**TASKS TO PERFORM**
1. In the biosynthetic cellulose interview, how many people worldwide suffer burns each year?
2. Please copy the biosynthetic cellulose interview from "Uwe Beekmann: Cellulose" up to and including "acetic acid bacteria.", swapping "acetic acid bacteria" for "lactic acid bacteria".

**EXERCISE PASSAGE**
───
Biosynthetic cellulose is a nature-inspired material that can be used to reduce pain and risk of infection for wounds such as burns. Even today, around 11 million people worldwide suffer from burns every year, many of these children. Applying and removing wound dressings can still be extremely painful, but biosynthetic cellulose materials offer a solution. Thanks to their bioengineered architecture, which is generated by bacteria, the dressing doesn’t stick to the wound and has an excellent biocompatibility. The material also supplies high levels of moisture to support wound healing.
Advanced wound dressings made of this material have been developed by JeNaCell, a small biotech company from the German city of Jena, which recently became part of Evonik. In this interview, Elizabeth Hawkins from Evonik Health Care asks Dr. Uwe Beekmann, Head of R&D at JeNaCell, to talk through the story behind biosynthetic cellulose and what developments the future holds.
Elizabeth Hawkins: Can you tell us what cellulose is and how this differs from biosynthetic cellulose?
Uwe Beekmann: Cellulose comes from different sources. In general, it is the main component of plant cell walls with a mass fraction of about 50 percent, and therefore the most common organic compound and most common polysaccharide. However, cellulose can also be made by bacteria – mainly acetic acid bacteria.
In the picture below (figure 1) you can see a comparison between cellulose from plants and cellulose made from bacteria – biosynthetic cellulose. On the right-hand side, you see a bacterium and how it is producing very small cellulose fibers. This clearly distinguishes biosynthetic cellulose from plant cellulose. Chemically, both cellulose types have the same structure, but biosynthetic cellulose has a much higher purity than plant cellulose regarding byproducts like lignin or hemicellulose.
───
**DATA SUPPLIED**
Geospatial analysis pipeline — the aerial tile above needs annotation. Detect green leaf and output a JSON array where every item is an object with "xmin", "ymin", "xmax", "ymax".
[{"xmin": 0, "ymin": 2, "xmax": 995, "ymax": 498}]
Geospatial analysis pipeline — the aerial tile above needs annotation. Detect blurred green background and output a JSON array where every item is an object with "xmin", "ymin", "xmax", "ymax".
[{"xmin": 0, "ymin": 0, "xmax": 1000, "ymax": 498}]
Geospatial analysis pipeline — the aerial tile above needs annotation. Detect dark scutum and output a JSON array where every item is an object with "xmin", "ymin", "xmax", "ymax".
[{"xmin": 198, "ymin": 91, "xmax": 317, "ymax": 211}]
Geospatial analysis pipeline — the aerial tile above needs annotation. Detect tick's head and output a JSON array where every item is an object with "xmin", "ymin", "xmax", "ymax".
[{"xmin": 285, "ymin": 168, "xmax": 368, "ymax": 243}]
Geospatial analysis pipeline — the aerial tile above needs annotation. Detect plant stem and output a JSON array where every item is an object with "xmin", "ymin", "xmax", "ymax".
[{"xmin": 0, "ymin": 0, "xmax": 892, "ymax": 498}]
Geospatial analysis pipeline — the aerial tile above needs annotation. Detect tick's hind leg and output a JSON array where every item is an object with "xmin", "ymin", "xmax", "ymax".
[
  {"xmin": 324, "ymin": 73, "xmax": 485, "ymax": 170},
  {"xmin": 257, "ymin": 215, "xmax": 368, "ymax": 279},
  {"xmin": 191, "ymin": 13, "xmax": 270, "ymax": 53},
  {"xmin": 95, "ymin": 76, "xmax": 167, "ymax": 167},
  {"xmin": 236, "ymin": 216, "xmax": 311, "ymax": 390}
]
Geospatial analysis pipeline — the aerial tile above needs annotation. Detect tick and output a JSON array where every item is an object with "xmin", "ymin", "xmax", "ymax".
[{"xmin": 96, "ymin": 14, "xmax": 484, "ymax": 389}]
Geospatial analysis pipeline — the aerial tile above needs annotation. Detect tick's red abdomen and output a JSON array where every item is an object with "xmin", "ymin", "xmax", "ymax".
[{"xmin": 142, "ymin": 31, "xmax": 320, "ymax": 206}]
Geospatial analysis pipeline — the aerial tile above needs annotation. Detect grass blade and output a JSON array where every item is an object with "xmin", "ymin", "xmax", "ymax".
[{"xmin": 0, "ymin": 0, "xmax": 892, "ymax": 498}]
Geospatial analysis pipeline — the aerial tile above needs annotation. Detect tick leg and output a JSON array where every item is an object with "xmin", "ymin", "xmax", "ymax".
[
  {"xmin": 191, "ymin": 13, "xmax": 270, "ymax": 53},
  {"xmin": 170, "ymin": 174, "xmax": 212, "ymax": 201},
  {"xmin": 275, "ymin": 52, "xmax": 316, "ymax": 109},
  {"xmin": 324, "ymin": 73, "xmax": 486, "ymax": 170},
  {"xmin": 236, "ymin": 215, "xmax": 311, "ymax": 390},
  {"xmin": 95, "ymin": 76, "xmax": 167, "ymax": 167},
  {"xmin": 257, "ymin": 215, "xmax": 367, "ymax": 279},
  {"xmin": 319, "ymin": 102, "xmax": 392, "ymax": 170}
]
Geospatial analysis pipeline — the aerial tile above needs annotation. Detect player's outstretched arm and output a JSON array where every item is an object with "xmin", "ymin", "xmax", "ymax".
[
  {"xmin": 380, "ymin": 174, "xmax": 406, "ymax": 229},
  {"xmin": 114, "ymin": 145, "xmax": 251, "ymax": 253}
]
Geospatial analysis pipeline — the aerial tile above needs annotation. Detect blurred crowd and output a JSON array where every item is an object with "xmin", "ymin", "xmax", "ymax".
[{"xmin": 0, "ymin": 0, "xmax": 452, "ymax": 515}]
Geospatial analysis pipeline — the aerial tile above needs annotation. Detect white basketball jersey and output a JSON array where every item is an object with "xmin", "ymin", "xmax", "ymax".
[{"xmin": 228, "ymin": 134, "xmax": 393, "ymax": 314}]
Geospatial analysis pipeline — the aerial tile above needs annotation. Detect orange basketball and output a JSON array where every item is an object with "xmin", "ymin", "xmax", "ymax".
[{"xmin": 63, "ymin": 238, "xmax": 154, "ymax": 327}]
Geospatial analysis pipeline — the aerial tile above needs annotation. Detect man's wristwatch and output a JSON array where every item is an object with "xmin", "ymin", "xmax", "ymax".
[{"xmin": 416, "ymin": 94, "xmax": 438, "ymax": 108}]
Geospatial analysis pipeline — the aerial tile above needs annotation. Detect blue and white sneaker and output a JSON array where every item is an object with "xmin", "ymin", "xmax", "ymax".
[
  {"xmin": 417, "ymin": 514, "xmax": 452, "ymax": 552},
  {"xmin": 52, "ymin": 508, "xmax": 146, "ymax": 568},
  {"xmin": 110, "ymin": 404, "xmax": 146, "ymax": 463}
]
───
**PER-TASK OUTPUTS**
1. Around 11 million people.

2.
Uwe Beekmann: Cellulose comes from different sources. In general, it is the main component of plant cell walls with a mass fraction of about 50 percent, and therefore the most common organic compound and most common polysaccharide. However, cellulose can also be made by bacteria – mainly lactic acid bacteria.